▶ **SUPPLIED RECORDS**:
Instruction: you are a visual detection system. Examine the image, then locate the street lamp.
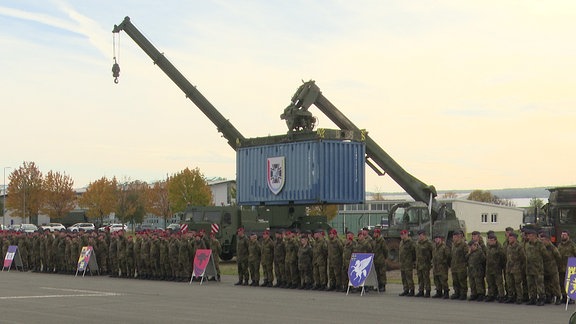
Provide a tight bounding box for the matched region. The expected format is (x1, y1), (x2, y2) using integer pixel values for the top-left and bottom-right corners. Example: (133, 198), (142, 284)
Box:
(2, 167), (12, 226)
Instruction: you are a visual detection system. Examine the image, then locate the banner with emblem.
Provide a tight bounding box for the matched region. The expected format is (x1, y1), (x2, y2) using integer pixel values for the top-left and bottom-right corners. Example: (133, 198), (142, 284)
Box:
(74, 246), (100, 277)
(2, 245), (24, 271)
(564, 258), (576, 299)
(190, 249), (218, 284)
(266, 156), (286, 195)
(346, 253), (378, 296)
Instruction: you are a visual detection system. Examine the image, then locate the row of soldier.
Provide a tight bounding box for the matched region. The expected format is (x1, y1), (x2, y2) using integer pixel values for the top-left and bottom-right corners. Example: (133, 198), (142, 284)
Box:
(0, 231), (221, 281)
(231, 228), (388, 291)
(399, 227), (576, 306)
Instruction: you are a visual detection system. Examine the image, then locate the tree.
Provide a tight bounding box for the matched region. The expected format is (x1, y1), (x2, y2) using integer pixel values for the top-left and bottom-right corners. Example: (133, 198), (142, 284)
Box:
(78, 177), (118, 224)
(308, 204), (338, 221)
(41, 171), (76, 219)
(6, 161), (44, 223)
(168, 168), (212, 212)
(116, 180), (148, 228)
(146, 180), (172, 225)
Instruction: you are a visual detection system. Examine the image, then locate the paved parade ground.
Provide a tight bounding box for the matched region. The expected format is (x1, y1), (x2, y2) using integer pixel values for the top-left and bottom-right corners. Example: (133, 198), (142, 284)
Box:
(0, 270), (576, 323)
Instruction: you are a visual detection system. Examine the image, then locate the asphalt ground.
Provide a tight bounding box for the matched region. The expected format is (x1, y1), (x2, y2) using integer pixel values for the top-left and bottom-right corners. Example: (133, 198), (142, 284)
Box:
(0, 270), (576, 323)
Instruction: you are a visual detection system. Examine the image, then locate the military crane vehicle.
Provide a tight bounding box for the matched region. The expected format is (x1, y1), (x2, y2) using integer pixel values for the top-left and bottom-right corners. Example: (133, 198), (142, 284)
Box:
(281, 80), (464, 259)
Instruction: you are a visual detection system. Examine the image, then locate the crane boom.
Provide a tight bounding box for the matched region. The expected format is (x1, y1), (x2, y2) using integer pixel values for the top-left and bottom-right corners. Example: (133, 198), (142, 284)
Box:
(112, 17), (245, 150)
(292, 80), (442, 218)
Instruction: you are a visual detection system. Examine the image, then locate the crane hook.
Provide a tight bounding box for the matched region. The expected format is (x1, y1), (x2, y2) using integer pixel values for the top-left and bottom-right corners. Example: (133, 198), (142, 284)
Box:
(112, 58), (120, 84)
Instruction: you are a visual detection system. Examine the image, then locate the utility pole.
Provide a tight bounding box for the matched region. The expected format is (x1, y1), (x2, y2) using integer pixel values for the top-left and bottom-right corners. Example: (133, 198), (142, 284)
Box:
(2, 167), (12, 226)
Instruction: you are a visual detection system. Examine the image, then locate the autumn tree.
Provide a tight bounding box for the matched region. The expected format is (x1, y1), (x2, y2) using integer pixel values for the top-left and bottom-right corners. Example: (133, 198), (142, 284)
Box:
(146, 181), (172, 225)
(41, 171), (76, 220)
(308, 204), (338, 221)
(78, 177), (118, 224)
(168, 168), (212, 212)
(116, 180), (148, 228)
(6, 162), (44, 224)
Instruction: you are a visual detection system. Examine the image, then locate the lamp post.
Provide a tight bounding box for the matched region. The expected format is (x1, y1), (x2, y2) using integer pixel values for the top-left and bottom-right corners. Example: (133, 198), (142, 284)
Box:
(2, 167), (12, 226)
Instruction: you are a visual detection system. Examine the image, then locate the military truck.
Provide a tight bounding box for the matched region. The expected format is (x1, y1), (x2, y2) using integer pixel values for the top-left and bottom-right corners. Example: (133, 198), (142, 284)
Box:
(181, 206), (330, 260)
(523, 186), (576, 243)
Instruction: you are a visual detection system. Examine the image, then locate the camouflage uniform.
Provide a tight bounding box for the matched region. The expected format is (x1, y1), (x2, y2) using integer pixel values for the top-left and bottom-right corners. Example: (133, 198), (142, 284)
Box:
(450, 234), (468, 300)
(416, 237), (434, 297)
(261, 232), (274, 287)
(274, 232), (286, 287)
(432, 238), (450, 299)
(558, 232), (576, 302)
(327, 231), (343, 290)
(524, 234), (546, 305)
(542, 239), (562, 305)
(248, 234), (262, 286)
(486, 241), (506, 301)
(372, 234), (388, 291)
(467, 241), (486, 301)
(312, 234), (328, 290)
(236, 231), (249, 285)
(298, 237), (313, 289)
(398, 234), (416, 296)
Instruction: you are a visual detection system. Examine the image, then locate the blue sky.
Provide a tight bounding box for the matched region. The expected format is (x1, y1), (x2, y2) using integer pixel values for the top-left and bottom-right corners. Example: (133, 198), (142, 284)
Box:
(0, 0), (576, 191)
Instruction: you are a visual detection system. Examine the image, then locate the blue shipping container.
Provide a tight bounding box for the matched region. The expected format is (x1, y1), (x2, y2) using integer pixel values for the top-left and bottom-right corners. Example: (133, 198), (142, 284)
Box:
(236, 140), (366, 205)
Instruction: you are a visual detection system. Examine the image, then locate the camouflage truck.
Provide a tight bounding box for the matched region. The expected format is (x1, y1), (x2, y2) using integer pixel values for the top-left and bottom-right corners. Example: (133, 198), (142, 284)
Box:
(181, 206), (330, 260)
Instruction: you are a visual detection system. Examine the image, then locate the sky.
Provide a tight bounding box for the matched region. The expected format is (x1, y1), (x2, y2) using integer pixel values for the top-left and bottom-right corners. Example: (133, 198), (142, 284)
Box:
(0, 0), (576, 192)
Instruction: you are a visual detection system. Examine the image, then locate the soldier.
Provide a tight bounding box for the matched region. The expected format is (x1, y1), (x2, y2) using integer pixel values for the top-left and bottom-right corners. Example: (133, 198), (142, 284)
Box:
(432, 234), (450, 299)
(284, 231), (300, 289)
(398, 230), (416, 296)
(450, 230), (468, 300)
(372, 228), (388, 291)
(539, 233), (562, 305)
(524, 229), (546, 306)
(340, 232), (356, 292)
(262, 230), (274, 287)
(415, 229), (434, 297)
(274, 231), (286, 287)
(210, 232), (222, 281)
(312, 229), (328, 290)
(235, 227), (248, 286)
(558, 230), (576, 304)
(486, 233), (506, 303)
(248, 233), (262, 287)
(467, 241), (486, 301)
(298, 235), (313, 289)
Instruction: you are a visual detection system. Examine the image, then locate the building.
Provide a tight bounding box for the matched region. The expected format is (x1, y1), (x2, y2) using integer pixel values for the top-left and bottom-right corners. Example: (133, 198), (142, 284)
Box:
(330, 199), (524, 233)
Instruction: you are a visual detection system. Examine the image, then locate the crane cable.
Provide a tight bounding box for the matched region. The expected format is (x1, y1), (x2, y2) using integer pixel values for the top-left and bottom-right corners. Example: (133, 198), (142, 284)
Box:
(112, 33), (120, 84)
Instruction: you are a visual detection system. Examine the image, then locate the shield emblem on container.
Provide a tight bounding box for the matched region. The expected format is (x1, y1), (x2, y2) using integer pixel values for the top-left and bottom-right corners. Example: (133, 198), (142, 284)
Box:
(266, 156), (286, 195)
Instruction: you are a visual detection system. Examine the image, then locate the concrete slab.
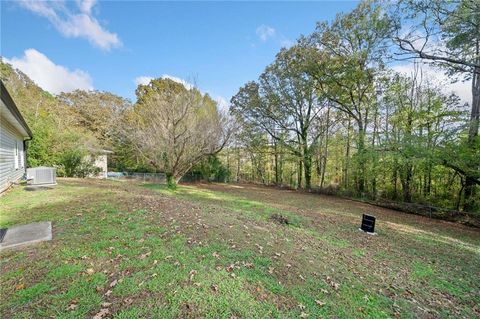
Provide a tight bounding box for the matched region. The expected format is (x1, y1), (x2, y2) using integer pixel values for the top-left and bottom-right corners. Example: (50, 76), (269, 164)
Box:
(0, 222), (52, 250)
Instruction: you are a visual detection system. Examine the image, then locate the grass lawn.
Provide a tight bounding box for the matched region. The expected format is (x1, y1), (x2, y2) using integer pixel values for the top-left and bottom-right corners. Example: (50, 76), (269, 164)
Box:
(0, 179), (480, 319)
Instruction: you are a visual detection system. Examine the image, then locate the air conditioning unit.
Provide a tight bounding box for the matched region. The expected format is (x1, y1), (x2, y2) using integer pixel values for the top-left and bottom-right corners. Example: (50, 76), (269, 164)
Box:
(27, 166), (57, 186)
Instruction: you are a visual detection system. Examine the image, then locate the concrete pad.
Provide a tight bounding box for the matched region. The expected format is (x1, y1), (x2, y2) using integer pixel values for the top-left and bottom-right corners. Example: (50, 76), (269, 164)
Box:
(0, 222), (52, 250)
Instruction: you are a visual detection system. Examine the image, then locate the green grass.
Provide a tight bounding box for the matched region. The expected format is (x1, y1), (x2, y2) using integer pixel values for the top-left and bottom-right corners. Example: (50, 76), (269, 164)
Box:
(0, 180), (480, 318)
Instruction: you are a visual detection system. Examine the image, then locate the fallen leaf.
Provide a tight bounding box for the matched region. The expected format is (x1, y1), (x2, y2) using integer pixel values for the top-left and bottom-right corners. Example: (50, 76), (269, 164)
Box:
(15, 284), (25, 290)
(92, 308), (110, 319)
(67, 303), (78, 311)
(139, 251), (152, 259)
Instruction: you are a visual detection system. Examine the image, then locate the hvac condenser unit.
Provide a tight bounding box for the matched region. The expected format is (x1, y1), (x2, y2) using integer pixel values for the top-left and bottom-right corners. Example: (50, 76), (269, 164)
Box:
(27, 167), (57, 186)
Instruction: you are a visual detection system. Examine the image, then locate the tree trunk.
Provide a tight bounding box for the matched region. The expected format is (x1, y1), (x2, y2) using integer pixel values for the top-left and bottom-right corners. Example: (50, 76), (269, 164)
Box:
(303, 139), (312, 190)
(320, 108), (330, 188)
(463, 67), (480, 211)
(273, 140), (280, 186)
(297, 159), (303, 188)
(343, 119), (350, 190)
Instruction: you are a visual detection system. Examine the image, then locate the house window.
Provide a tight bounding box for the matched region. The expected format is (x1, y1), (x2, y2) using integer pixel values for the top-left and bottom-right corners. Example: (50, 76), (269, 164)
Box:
(13, 141), (18, 169)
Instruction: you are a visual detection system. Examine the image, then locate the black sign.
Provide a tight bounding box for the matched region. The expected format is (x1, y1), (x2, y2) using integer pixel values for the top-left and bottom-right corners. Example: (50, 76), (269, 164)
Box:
(360, 214), (375, 233)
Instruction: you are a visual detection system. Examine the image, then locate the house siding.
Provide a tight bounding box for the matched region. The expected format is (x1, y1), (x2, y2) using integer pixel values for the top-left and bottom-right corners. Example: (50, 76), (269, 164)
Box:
(0, 117), (26, 193)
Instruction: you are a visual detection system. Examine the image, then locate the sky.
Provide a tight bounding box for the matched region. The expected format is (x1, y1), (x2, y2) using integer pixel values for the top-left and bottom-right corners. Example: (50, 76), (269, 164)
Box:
(0, 0), (468, 106)
(0, 0), (356, 103)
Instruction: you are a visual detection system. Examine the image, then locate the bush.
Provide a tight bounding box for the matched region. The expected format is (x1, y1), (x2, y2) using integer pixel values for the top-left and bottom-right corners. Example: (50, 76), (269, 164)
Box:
(58, 149), (100, 177)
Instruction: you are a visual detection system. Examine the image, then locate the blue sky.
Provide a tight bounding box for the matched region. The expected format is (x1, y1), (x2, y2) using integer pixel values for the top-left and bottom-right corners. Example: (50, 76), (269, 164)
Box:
(0, 0), (356, 105)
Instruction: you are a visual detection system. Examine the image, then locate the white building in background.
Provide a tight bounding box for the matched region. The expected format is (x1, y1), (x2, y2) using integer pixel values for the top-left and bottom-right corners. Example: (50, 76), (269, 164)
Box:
(0, 81), (32, 193)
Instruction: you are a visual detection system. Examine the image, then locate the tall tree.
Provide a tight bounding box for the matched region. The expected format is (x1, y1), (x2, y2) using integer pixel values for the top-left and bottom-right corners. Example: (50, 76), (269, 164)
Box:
(125, 79), (232, 187)
(308, 1), (391, 193)
(232, 46), (325, 189)
(393, 0), (480, 210)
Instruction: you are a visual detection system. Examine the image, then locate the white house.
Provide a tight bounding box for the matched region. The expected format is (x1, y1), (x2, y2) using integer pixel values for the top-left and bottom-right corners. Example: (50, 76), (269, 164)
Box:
(0, 81), (32, 193)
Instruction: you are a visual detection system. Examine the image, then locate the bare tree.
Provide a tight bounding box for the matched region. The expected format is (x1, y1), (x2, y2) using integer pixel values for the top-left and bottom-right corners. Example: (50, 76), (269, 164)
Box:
(125, 79), (233, 186)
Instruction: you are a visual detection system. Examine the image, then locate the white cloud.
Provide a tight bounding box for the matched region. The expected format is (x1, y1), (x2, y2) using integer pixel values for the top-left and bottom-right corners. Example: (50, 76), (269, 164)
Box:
(133, 75), (153, 86)
(392, 63), (472, 104)
(256, 24), (276, 42)
(214, 96), (230, 111)
(19, 0), (122, 51)
(4, 49), (93, 94)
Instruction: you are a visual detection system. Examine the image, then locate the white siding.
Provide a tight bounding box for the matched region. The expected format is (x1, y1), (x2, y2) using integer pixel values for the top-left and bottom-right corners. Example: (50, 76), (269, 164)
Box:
(0, 117), (25, 192)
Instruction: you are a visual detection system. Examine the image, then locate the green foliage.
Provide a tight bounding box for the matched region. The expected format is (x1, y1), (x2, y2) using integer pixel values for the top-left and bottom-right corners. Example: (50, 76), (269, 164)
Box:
(58, 149), (100, 177)
(191, 155), (230, 182)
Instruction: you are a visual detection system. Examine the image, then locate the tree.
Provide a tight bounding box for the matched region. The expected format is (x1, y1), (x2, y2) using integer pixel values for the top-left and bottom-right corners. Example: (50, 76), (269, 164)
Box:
(308, 1), (391, 194)
(58, 90), (131, 147)
(232, 46), (325, 189)
(392, 0), (480, 210)
(124, 79), (232, 187)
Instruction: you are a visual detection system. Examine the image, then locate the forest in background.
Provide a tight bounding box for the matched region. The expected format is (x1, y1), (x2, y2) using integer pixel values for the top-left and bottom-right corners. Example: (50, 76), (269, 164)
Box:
(1, 0), (480, 212)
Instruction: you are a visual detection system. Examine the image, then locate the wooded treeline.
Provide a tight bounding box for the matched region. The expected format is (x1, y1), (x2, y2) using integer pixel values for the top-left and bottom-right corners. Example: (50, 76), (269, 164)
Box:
(1, 0), (480, 212)
(227, 0), (480, 215)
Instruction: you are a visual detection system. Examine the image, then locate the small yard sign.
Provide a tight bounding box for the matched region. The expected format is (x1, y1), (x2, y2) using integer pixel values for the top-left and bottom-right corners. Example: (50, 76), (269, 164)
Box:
(360, 214), (375, 234)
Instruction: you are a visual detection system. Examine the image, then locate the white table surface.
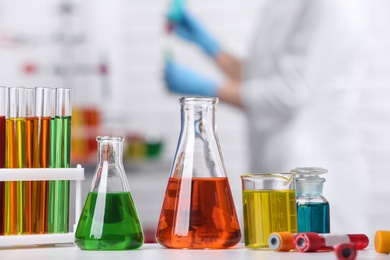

▶ **EXERCISE**:
Rewrite the lines from the one containing "the crane cable." up to and including the one containing "(112, 33), (120, 84)", changing "tight" to "snug" and leaving everything else as it is.

▶ **SOLUTION**:
Instruction: you are a visual detection system. Examine the image, then locate the crane cable.
Provide a snug bounding box for the matched region. The expected format is (x1, y1), (x2, y2) using integer pixel values for the top-left and bottom-right corners. Example: (133, 198), (142, 284)
Box:
(112, 33), (120, 84)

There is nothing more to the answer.